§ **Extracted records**

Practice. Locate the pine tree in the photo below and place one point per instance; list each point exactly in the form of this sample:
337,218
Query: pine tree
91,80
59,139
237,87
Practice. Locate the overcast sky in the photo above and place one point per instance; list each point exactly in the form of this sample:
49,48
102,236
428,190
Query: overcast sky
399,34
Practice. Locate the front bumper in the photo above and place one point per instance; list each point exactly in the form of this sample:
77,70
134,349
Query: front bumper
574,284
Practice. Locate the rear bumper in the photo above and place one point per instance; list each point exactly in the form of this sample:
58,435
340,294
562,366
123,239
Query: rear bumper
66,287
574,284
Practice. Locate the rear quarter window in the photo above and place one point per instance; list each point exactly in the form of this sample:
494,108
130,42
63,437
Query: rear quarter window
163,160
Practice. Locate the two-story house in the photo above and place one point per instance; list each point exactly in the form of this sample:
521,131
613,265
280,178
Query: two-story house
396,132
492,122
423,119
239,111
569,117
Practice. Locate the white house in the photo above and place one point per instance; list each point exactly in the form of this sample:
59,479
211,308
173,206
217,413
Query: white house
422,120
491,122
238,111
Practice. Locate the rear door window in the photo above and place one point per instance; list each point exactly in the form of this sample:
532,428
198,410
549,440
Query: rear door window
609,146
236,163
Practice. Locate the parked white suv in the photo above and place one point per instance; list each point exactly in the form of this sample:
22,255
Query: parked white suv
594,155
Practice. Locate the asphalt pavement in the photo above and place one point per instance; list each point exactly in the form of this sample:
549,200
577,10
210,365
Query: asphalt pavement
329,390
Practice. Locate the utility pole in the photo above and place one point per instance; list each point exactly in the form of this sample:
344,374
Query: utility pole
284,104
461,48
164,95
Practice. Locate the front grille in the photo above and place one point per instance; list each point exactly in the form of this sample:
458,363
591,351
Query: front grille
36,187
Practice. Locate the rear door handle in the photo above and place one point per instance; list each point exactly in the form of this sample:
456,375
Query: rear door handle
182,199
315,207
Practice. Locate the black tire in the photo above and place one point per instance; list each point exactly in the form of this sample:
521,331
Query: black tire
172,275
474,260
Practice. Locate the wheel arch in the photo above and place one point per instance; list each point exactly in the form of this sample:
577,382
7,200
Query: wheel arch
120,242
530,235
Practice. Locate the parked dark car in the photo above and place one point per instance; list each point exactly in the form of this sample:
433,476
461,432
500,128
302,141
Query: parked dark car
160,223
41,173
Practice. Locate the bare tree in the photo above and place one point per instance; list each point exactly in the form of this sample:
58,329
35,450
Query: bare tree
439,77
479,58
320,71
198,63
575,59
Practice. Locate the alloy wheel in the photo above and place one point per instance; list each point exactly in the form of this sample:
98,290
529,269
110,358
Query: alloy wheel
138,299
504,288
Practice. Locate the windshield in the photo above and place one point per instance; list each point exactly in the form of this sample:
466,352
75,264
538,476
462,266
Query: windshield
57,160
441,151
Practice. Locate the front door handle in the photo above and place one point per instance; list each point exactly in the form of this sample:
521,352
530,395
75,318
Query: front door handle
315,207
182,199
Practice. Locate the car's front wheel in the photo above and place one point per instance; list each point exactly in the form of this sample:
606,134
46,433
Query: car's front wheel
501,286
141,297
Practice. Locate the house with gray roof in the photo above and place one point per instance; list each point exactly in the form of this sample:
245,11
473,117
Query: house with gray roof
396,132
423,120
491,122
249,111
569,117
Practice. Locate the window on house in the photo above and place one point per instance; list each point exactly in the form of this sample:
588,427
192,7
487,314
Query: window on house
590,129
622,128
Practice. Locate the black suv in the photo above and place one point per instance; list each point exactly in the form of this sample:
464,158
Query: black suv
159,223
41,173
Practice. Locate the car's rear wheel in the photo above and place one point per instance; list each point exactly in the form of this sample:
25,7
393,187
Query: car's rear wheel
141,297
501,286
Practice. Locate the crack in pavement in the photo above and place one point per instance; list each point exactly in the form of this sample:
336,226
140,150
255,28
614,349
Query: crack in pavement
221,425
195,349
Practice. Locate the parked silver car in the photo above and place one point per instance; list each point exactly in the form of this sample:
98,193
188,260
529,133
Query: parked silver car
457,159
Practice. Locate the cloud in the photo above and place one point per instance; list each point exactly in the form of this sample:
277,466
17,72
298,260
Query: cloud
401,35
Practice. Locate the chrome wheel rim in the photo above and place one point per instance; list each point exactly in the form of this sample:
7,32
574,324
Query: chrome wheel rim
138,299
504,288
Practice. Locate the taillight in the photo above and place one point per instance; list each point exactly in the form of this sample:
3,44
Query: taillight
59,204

§ **GIVEN EXERCISE**
Write out all of the lines above again, changing each "Practice" to "Exercise" and leaving everything else unchanged.

§ **TASK OUTPUT**
Exercise. Locate the pine tree in the photo below and place one point per instance; list each point exactly in the form of this sample:
337,218
Query: pine tree
91,80
59,139
237,87
Exercise. Locate the overcast sky in the photo above and place one point per instance; list each point exactly in the form of this sample:
49,48
102,236
428,190
Query: overcast sky
399,34
Exercise. Locate the front bumper in the photo above and place one point per instance; list each point exactly in the form of this sample:
77,70
134,349
Query: front bumper
574,284
Exercise. Locate the rear bumper in the photo above and place one point per instance; list each point exactly in the form of this sample:
58,435
340,294
562,366
123,239
Query: rear bumper
66,287
574,284
Exercise. Locate the rear quarter window in the photo above and place one point per instance; list each point exactly in the form of this sample:
494,108
130,42
63,437
Query: rear quarter window
163,160
Exercise. Locate the two-story house in the photo above and place one point per instance; list each point exactly in the form of this sample:
521,131
613,265
280,178
Query: two-story house
396,132
492,122
423,119
239,111
569,117
Exercise. Locate the white house in the photo above and place one point per instance; list each point exactly in the form of this sample:
59,479
211,308
173,206
217,413
Query: white house
422,120
491,122
238,111
Exercise. Locate the rear door window in the photo above and place one point per instance; list each point exactly in the form of this sample:
532,428
198,410
549,440
Query: rear door window
609,146
236,163
Exercise. Locate the parked white suv in the photo above and place one point per instance; list each point exactly in the form of this sample:
22,255
Query: parked white suv
594,155
Exercise. Locate the asphalt pavement in the photo above and place one point per instance; list each point exactly in the form of this sample:
549,200
577,10
210,365
Query: asphalt pavement
329,390
Exercise. Locate the utility pole in the photo above and place one point per instance; list each point exactly in the form of this sample:
344,374
Query: utility pole
284,104
461,48
164,95
Exercise. Locate the front grille in the photo above and place one point per instance; list each point exactly in the form of this sample:
458,363
591,351
Query: front grille
36,187
Exercise. Locate the rear door handle in the photo above and place one point per instance; list each point exactly in the form of this sample:
456,375
Query: rear door handle
182,199
315,207
Exercise. Locate the black tire in the photo above and place one point per instance; list each point exactly in the form of this sample:
521,331
Query: black tire
172,275
474,260
Exercise. Locate the wheel arch in the photo above and place one point per instance; list each point exactly in the form of this sample:
577,382
7,200
Query: wheel arch
120,242
530,235
Exercise. Locate the parked dark car in the photo above and place one point per instance; list each point exactly in the form of this sample:
433,476
461,432
500,128
302,141
Query: parked dark car
160,223
41,173
Exercise. Locate the bare tree in the photo above and place one point per instance; list each point exactly in the form of this sample:
58,329
35,450
Query: bare tree
439,77
479,58
320,71
198,63
575,59
Exercise. Locate the alloy wheel in the photo above and place one point per instance; list each point exactly in the form of this sample:
98,290
529,269
110,358
Query: alloy wheel
138,299
504,288
Exercise. Locate the windshield in the photo above and place one point per instance; list each point exactly in the form of this sample:
466,352
75,264
538,476
462,266
Query: windshield
57,160
441,151
Exercise. Locate the front door handle in the photo above and place one point per instance; list each point exactly in the form of this sample:
521,352
530,395
75,318
Query: front door handle
315,207
182,199
Exercise. Locate the car's front wheel in the photo above and place one point per instance; list each point exactly in the form of this sample:
606,134
46,433
Query: car's front wheel
501,286
141,297
Exercise. Locate the house with gray roof in the photo above and place one point per instance; list each point exactly in the form of this sample:
245,11
473,117
Query: house with gray roof
396,132
423,120
491,122
249,111
569,117
Exercise. Locate the window on house in the photo above and place one point per instance; list each point exactly in the form of this sample:
588,427
192,7
487,314
Query: window on house
590,129
622,128
Exercise. Locate the black suv in the photo above and place one point per instance; list each point exactly in the form of this sample:
464,158
Query: black suv
159,223
41,173
Exercise. Locate the car's rear wheel in the photo above and place one point per instance; list each point exactly in the form of this sample:
25,7
393,187
Query: car's rear wheel
141,297
501,286
Exercise. Locate the crack in pavement in the photo above and place one point per instance; list each point exactly in the form of this sample:
336,226
140,150
255,28
614,349
Query: crack in pavement
221,425
195,349
Exercise. Locate the parked silver car in the photo above and place one point per instance; list each point exactly in the form of this sample:
98,193
188,260
529,133
Query: parked silver car
457,159
Exercise. Locate the cloud in the photo above and place one point per instance; list each point exactly in the form of this sample:
277,466
17,72
298,260
Query: cloud
401,35
Exercise. Locate the chrome wheel rim in the photo above and place one point per instance; list each point exactly in the form of this sample:
7,32
574,324
Query: chrome wheel rim
138,299
504,288
Exercise. Locate the taillight in the photo above and place one point per instance; list each point exactly in the form of this sample:
3,44
Query: taillight
59,204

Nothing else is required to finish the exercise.